- [What is asked]:
Extract every line of the items that contains the string "platform", copying each line in full.

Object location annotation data
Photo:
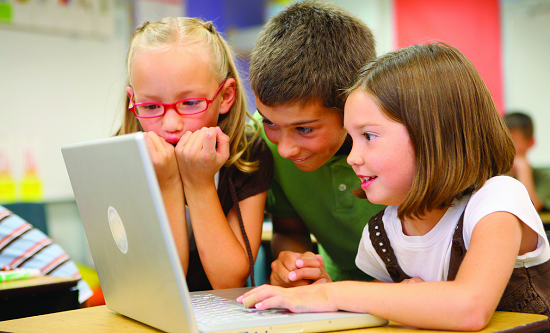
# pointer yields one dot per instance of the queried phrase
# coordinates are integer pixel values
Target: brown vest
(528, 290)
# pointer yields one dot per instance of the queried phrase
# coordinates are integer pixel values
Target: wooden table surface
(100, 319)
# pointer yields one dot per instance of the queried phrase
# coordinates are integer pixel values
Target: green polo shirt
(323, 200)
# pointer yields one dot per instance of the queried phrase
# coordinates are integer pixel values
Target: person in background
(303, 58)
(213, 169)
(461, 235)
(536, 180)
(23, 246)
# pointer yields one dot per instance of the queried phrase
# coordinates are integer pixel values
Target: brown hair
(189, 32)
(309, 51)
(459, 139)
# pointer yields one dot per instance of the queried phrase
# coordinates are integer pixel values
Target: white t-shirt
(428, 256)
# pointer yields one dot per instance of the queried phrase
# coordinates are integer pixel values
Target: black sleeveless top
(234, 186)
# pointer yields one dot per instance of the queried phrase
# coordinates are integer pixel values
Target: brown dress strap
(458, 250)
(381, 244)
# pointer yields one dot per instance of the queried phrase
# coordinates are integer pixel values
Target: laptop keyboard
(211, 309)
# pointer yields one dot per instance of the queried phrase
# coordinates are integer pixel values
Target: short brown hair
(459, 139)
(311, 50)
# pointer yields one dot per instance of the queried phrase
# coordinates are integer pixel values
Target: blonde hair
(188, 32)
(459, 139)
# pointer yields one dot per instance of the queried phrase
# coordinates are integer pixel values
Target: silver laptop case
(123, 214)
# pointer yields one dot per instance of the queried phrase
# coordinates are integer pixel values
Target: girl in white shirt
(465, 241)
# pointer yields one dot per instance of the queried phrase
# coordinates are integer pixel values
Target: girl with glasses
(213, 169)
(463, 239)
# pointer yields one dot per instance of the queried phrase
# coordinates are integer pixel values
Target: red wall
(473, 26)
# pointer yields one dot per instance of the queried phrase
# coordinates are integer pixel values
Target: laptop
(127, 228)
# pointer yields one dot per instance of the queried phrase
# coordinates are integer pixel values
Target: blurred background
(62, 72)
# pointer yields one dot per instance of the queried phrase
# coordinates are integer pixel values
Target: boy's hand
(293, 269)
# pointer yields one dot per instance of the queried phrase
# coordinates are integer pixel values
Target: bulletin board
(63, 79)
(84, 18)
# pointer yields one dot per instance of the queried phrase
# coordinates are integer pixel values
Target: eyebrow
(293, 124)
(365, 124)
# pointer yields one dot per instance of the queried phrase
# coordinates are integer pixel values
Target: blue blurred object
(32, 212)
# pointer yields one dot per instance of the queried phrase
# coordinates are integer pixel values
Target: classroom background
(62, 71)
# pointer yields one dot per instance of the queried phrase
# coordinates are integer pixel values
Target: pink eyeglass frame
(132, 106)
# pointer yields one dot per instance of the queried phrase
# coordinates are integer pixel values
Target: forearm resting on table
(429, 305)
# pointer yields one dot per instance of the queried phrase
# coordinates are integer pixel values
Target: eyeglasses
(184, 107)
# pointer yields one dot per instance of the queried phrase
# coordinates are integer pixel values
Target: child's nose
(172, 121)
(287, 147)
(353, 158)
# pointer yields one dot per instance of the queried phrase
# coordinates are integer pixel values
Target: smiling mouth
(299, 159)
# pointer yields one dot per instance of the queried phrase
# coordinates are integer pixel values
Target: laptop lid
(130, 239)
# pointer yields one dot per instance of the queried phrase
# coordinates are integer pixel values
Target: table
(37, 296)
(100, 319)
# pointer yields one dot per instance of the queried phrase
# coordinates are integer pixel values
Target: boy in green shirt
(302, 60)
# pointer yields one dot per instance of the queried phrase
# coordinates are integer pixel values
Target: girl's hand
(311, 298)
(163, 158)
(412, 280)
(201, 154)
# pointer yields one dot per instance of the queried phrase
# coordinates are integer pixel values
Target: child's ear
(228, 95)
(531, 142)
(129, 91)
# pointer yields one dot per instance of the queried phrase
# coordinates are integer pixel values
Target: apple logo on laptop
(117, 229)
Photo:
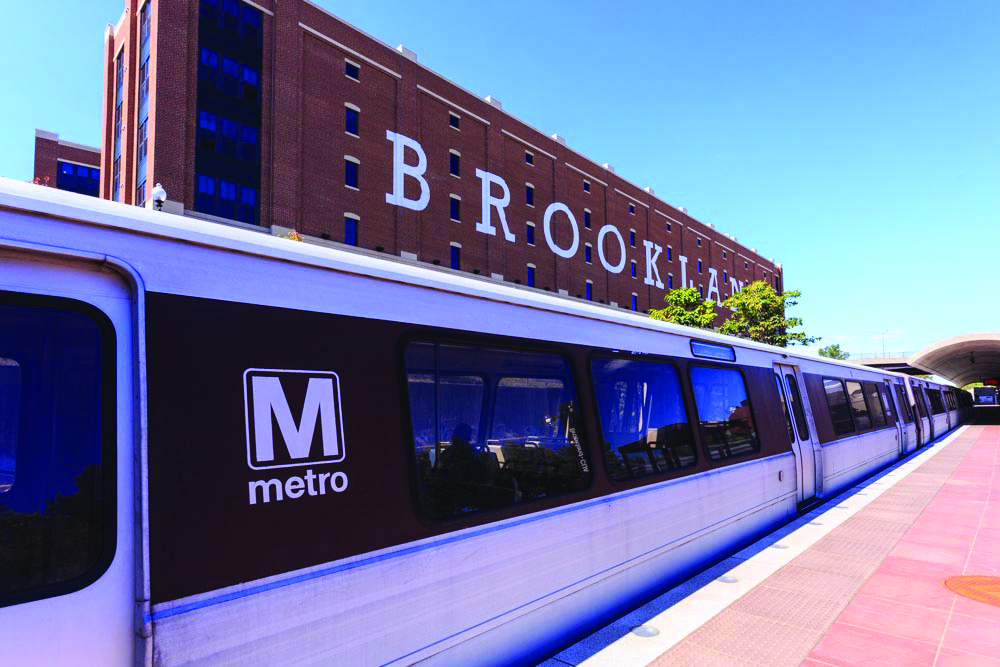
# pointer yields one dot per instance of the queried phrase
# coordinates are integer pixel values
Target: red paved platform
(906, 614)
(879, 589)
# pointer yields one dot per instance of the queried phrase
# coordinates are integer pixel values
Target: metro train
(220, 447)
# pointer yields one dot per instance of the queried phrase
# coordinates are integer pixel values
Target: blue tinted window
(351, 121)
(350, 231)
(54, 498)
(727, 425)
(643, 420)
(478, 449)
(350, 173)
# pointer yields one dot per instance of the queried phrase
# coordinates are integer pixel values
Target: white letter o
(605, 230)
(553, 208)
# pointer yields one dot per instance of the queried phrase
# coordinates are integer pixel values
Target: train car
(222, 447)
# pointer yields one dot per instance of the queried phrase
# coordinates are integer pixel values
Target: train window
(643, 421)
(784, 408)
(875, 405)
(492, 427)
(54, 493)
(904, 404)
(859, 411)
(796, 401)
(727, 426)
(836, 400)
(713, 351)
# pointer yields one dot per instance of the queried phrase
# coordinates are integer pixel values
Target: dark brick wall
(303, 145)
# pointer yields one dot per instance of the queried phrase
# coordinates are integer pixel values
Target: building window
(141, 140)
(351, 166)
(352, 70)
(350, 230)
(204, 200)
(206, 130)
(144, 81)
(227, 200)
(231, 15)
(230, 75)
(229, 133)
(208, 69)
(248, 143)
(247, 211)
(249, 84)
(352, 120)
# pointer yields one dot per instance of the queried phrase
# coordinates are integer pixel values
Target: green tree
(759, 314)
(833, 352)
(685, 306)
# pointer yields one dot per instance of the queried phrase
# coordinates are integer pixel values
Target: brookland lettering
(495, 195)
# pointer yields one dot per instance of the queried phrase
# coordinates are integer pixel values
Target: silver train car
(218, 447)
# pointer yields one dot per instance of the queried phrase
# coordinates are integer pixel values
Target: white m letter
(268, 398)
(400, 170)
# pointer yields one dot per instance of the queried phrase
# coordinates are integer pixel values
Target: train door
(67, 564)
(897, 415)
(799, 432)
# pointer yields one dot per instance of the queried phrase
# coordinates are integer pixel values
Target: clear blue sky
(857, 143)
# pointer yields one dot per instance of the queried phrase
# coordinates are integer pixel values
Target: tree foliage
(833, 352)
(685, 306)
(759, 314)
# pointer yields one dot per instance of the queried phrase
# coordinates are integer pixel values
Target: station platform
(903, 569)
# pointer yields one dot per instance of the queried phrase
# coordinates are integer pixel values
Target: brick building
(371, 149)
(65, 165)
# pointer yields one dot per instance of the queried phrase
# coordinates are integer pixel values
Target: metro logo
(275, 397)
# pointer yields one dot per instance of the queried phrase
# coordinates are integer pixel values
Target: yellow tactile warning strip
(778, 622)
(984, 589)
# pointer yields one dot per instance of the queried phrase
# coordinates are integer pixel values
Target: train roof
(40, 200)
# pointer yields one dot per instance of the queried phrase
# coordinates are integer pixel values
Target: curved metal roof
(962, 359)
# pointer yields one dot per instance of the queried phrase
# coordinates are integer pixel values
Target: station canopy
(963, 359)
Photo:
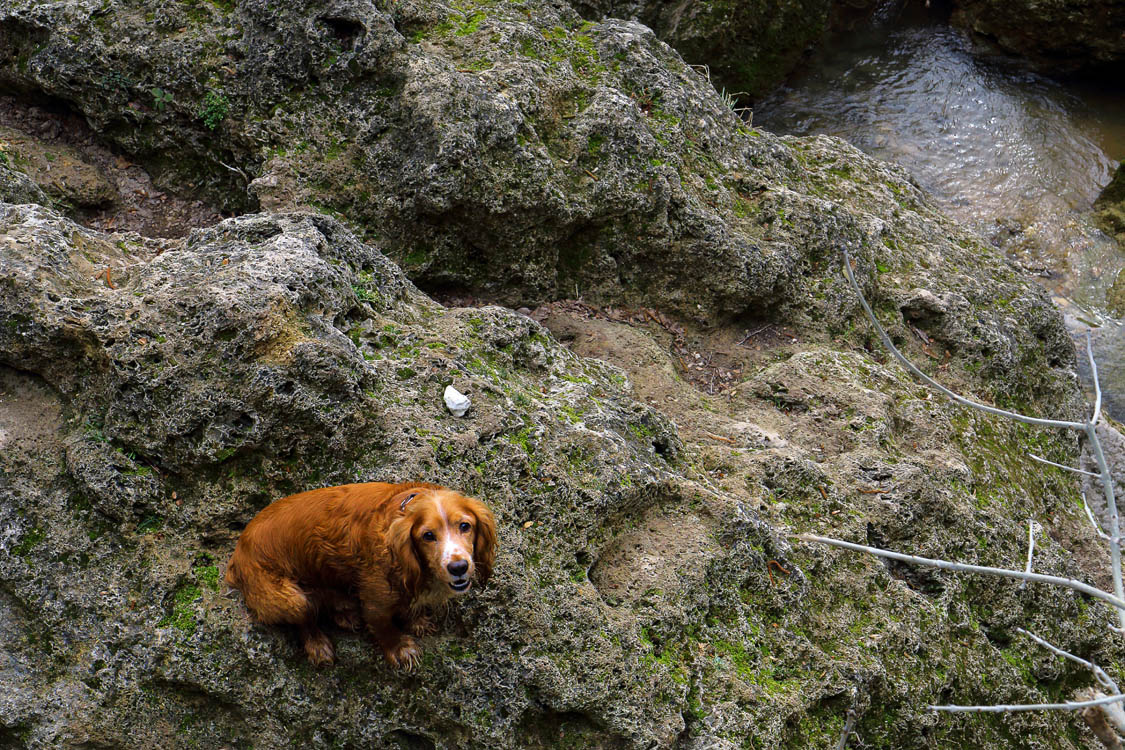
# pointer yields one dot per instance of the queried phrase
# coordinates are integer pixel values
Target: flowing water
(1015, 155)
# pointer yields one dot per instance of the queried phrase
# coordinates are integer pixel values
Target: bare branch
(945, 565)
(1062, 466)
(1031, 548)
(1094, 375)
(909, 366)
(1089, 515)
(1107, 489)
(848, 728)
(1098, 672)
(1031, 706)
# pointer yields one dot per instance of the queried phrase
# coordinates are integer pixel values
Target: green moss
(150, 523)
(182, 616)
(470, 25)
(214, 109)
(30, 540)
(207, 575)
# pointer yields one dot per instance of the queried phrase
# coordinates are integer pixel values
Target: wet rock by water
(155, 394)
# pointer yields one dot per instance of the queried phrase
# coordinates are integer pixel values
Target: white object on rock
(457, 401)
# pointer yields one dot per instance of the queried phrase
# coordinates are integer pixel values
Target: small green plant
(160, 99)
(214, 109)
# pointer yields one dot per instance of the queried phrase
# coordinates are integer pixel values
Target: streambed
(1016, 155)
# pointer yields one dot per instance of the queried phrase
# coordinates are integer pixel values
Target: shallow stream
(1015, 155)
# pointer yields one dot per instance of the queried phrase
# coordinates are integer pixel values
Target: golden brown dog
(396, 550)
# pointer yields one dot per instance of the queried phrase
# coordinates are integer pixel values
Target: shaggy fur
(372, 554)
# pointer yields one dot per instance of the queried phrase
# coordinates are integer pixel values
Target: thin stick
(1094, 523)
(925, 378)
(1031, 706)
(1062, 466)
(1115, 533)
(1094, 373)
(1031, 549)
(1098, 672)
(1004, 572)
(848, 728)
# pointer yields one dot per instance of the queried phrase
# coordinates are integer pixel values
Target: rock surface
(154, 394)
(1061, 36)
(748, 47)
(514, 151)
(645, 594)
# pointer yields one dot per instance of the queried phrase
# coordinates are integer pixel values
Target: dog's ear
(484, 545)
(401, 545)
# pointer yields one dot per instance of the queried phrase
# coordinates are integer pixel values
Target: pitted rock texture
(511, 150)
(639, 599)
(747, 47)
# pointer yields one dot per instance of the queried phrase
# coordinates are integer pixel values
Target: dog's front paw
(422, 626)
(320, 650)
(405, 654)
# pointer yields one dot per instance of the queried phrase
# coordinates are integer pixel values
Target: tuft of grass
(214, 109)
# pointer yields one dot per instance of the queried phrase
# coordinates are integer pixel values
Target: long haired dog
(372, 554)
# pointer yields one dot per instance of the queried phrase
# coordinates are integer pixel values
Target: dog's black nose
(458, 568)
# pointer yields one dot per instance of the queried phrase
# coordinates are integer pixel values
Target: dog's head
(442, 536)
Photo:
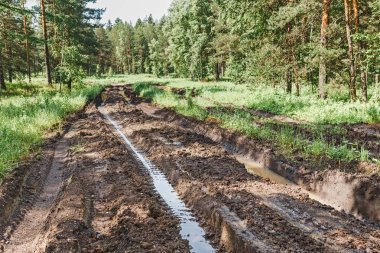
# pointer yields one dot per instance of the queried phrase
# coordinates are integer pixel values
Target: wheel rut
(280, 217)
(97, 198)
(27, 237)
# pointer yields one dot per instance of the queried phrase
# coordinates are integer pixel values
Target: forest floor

- [Reply to the exercise]:
Target: red paved platform
Target: station platform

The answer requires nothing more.